┌─ Quoted text

On Tue, 21 Feb 2012 09:54:08 -0800, Johan Tibell wrote:

Hi Ben,

We need to discuss the pros and cons of making the API bigger.

An alternative would be for us to merge unordered-containers into containers. HashMaps are as fast as IntMaps for any type that can be hashed to an Int, like Enums, but is more widely applicable. However, HashMaps are not ordered.

This is certainly an option. It's actually been suggested that I use HashMaps instead of IntMaps to get more uniform use of the key-space. I have been a little worried that the cost of hashing would outweigh the benefit of using benefits of more shallow trees, but I suppose memory accesses are expensive. That being said, I could certainly just use the Enum instance. Anyways, I would be fine with seeing HashMap merged in leiu of enummapset. It would be nice to see at least one merged, however. Cheers, - Ben

On Tue, 21 Feb 2012 11:25:05 -0800, Johan Tibell wrote:

On Tue, Feb 21, 2012 at 11:20 AM, Ben Gamari wrote:

...

This is certainly an option. It's actually been suggested that I use HashMaps instead of IntMaps to get more uniform use of the key-space. I have been a little worried that the cost of hashing would outweigh the benefit of using benefits of more shallow trees, but I suppose memory accesses are expensive. That being said, I could certainly just use the Enum instance.

In the case of Ints and newtypes thereof hashing is very cheap. A no-op or a multiplication with a large prime.

└─

Copy out everything in the thread from "On Tue, 21 Feb 2012 11:25:05" down to "a large prime.", replacing "hashing" with "hash computation".

┌─ Dataset extract

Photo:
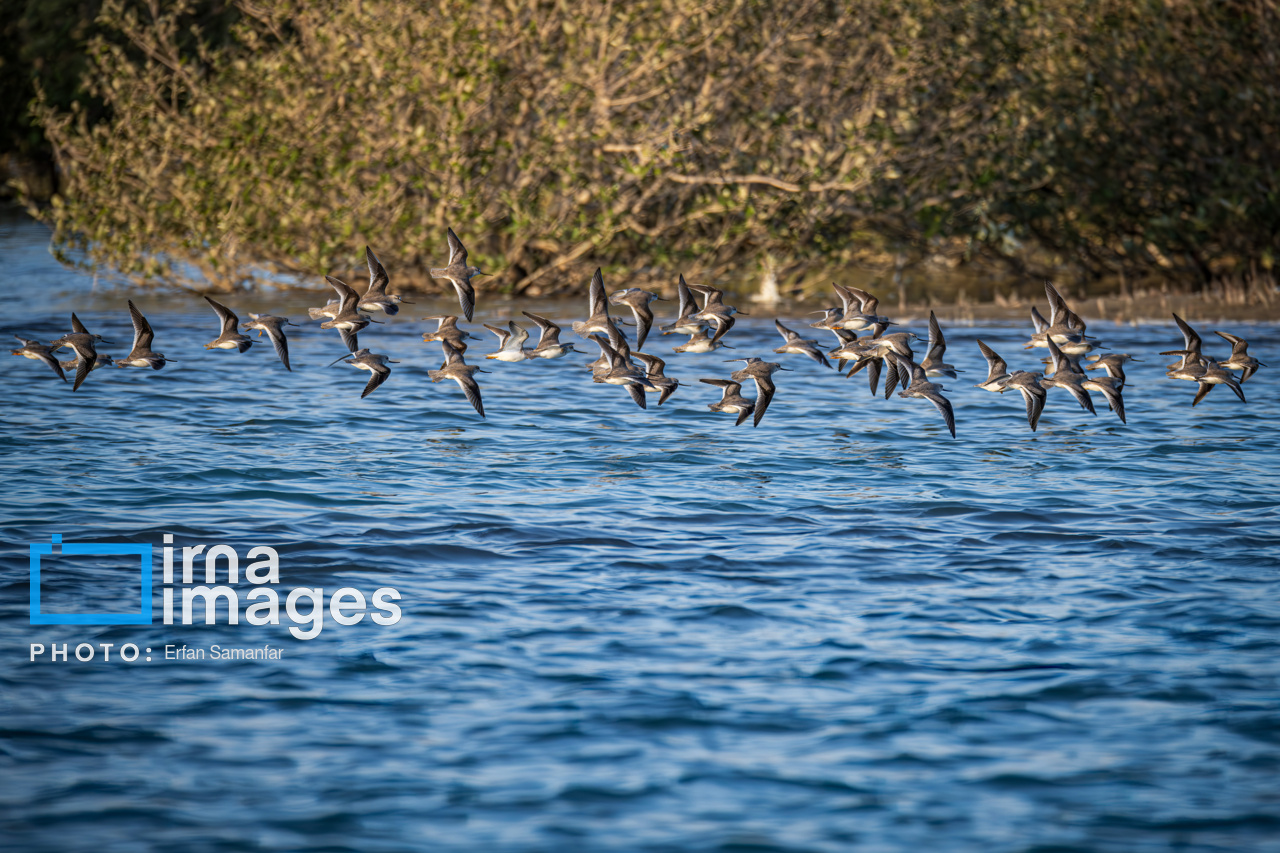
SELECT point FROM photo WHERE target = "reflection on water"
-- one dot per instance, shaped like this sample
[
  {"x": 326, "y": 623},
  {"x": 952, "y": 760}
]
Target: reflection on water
[{"x": 647, "y": 629}]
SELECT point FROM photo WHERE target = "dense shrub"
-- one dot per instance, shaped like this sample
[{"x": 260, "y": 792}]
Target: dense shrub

└─

- **Response to the task**:
On Tue, 21 Feb 2012 11:25:05 -0800, Johan Tibell wrote:

On Tue, Feb 21, 2012 at 11:20 AM, Ben Gamari wrote:

...

This is certainly an option. It's actually been suggested that I use HashMaps instead of IntMaps to get more uniform use of the key-space. I have been a little worried that the cost of hash computation would outweigh the benefit of using benefits of more shallow trees, but I suppose memory accesses are expensive. That being said, I could certainly just use the Enum instance.

In the case of Ints and newtypes thereof hash computation is very cheap. A no-op or a multiplication with a large prime.